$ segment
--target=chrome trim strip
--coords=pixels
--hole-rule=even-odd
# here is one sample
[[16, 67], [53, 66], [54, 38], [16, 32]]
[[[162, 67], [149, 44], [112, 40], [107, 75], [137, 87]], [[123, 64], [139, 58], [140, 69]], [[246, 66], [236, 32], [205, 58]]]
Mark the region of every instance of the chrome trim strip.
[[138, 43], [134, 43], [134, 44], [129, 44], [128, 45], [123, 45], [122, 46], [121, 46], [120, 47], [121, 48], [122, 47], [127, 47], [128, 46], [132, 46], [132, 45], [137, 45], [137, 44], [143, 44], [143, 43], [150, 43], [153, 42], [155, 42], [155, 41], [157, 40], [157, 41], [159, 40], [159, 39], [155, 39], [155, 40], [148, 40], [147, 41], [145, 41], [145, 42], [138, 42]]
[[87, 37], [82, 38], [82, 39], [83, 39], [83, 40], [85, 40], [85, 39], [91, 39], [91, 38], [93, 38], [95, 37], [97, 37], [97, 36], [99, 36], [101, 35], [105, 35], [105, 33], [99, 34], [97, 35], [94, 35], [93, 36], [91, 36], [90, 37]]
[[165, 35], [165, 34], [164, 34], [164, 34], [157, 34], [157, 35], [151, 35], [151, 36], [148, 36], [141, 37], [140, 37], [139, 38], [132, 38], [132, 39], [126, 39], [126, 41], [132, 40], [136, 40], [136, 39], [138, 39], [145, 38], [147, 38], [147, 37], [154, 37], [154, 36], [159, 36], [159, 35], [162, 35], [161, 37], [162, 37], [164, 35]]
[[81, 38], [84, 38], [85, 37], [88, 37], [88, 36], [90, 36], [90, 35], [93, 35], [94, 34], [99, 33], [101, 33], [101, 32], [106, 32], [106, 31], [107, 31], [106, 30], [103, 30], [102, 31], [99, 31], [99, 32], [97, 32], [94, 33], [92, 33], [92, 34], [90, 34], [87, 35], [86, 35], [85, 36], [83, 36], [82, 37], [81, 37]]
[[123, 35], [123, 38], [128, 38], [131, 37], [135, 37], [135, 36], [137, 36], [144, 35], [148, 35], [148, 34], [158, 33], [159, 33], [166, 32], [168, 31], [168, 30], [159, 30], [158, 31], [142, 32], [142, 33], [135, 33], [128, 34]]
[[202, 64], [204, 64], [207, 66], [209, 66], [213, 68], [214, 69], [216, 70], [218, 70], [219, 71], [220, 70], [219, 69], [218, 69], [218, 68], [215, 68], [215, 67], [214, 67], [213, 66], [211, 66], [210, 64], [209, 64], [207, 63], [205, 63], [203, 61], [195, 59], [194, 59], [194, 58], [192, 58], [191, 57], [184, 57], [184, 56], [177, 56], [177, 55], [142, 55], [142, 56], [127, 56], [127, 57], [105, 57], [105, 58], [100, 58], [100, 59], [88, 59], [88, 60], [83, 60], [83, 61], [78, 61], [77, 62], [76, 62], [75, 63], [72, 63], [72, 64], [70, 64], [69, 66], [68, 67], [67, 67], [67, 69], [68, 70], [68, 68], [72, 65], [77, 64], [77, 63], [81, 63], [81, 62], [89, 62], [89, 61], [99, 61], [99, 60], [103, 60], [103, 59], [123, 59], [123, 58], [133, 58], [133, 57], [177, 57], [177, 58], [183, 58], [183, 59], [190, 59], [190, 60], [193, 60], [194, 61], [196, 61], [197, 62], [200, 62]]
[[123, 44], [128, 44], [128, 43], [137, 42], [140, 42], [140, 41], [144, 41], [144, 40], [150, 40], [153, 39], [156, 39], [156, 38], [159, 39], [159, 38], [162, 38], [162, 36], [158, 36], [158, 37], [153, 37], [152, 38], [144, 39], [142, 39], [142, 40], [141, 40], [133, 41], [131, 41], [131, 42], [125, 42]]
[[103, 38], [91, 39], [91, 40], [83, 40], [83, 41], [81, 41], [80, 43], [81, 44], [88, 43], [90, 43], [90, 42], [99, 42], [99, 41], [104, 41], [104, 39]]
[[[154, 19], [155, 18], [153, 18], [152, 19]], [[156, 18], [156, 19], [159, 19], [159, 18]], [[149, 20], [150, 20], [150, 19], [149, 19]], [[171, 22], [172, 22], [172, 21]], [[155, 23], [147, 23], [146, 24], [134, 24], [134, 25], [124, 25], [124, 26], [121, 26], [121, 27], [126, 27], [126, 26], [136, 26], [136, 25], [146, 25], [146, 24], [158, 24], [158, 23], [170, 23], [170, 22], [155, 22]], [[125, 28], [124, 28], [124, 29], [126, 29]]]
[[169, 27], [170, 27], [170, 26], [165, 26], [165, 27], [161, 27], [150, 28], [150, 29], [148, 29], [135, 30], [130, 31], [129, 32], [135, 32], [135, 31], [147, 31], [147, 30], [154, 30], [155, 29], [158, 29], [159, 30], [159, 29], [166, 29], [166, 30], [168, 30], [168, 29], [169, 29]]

WORK TO BE COMPLETED: Copy every one of the rows above, unchanged and in the same order.

ANSWER FOR THIS EXERCISE:
$ segment
--target=chrome trim strip
--coords=pixels
--hole-rule=even-odd
# here is one sample
[[16, 67], [53, 66], [54, 38], [16, 32]]
[[[162, 67], [149, 44], [112, 40], [107, 75], [137, 87]], [[123, 64], [139, 58], [140, 69]], [[246, 66], [236, 32], [205, 58]]]
Mark the region of every instance of the chrome trim strip.
[[138, 43], [134, 43], [134, 44], [129, 44], [128, 45], [123, 45], [122, 46], [121, 46], [120, 47], [121, 48], [122, 47], [127, 47], [128, 46], [132, 46], [132, 45], [137, 45], [137, 44], [143, 44], [143, 43], [150, 43], [153, 42], [155, 42], [155, 41], [157, 40], [157, 41], [159, 40], [159, 39], [155, 39], [155, 40], [148, 40], [147, 41], [145, 41], [145, 42], [138, 42]]
[[87, 37], [82, 38], [82, 39], [83, 39], [83, 40], [85, 40], [85, 39], [91, 39], [91, 38], [93, 38], [95, 37], [97, 37], [97, 36], [99, 36], [101, 35], [105, 35], [105, 33], [99, 34], [97, 35], [94, 35], [93, 36], [91, 36], [90, 37]]
[[165, 35], [165, 34], [164, 34], [164, 34], [157, 34], [157, 35], [151, 35], [151, 36], [148, 36], [141, 37], [140, 37], [139, 38], [132, 38], [132, 39], [126, 39], [126, 41], [132, 40], [136, 40], [136, 39], [138, 39], [145, 38], [147, 38], [147, 37], [154, 37], [154, 36], [159, 36], [159, 35], [162, 35], [161, 37], [162, 37], [164, 35]]
[[81, 38], [84, 38], [85, 37], [88, 37], [88, 36], [90, 36], [90, 35], [93, 35], [94, 34], [99, 33], [101, 33], [101, 32], [106, 32], [106, 31], [107, 31], [106, 30], [103, 30], [102, 31], [99, 31], [99, 32], [97, 32], [94, 33], [92, 33], [92, 34], [90, 34], [87, 35], [86, 35], [85, 36], [83, 36], [82, 37], [81, 37]]
[[123, 35], [123, 38], [128, 38], [131, 37], [135, 37], [135, 36], [137, 36], [144, 35], [148, 35], [148, 34], [158, 33], [159, 33], [166, 32], [168, 31], [168, 30], [159, 30], [158, 31], [142, 32], [142, 33], [135, 33], [128, 34]]
[[202, 64], [204, 64], [207, 66], [209, 66], [213, 68], [214, 69], [216, 70], [218, 70], [219, 71], [220, 70], [219, 69], [218, 69], [218, 68], [215, 68], [215, 67], [214, 67], [213, 66], [211, 66], [210, 64], [209, 64], [207, 63], [205, 63], [203, 61], [195, 59], [194, 59], [194, 58], [192, 58], [191, 57], [184, 57], [184, 56], [177, 56], [177, 55], [142, 55], [142, 56], [127, 56], [127, 57], [105, 57], [105, 58], [100, 58], [100, 59], [88, 59], [88, 60], [83, 60], [83, 61], [78, 61], [77, 62], [76, 62], [75, 63], [72, 63], [72, 64], [70, 64], [69, 66], [68, 67], [67, 67], [67, 69], [68, 70], [68, 68], [72, 65], [77, 64], [77, 63], [81, 63], [81, 62], [89, 62], [89, 61], [99, 61], [99, 60], [103, 60], [103, 59], [123, 59], [123, 58], [133, 58], [133, 57], [177, 57], [177, 58], [183, 58], [183, 59], [190, 59], [190, 60], [193, 60], [194, 61], [196, 61], [197, 62], [200, 62]]
[[123, 44], [128, 44], [128, 43], [137, 42], [140, 42], [140, 41], [144, 41], [144, 40], [150, 40], [153, 39], [156, 39], [156, 38], [159, 39], [159, 38], [162, 38], [162, 36], [158, 36], [158, 37], [153, 37], [152, 38], [144, 39], [142, 39], [142, 40], [141, 40], [133, 41], [131, 41], [131, 42], [125, 42]]
[[103, 38], [91, 39], [91, 40], [83, 40], [83, 41], [81, 41], [80, 43], [81, 44], [88, 43], [90, 43], [90, 42], [99, 42], [99, 41], [104, 41], [104, 39]]
[[[154, 19], [155, 18], [153, 18], [152, 19]], [[156, 18], [156, 19], [159, 19], [159, 18]], [[149, 20], [150, 20], [150, 19], [149, 19]], [[171, 22], [172, 22], [172, 21]], [[155, 23], [147, 23], [146, 24], [134, 24], [134, 25], [124, 25], [124, 26], [121, 26], [121, 27], [126, 27], [126, 26], [136, 26], [136, 25], [146, 25], [146, 24], [158, 24], [158, 23], [170, 23], [170, 22], [155, 22]], [[125, 28], [124, 28], [124, 29], [126, 29]]]
[[169, 27], [170, 27], [170, 26], [165, 26], [165, 27], [161, 27], [150, 28], [150, 29], [148, 29], [135, 30], [130, 31], [129, 32], [135, 32], [135, 31], [147, 31], [147, 30], [154, 30], [155, 29], [158, 29], [159, 30], [159, 29], [166, 29], [166, 30], [168, 30], [168, 29], [169, 29]]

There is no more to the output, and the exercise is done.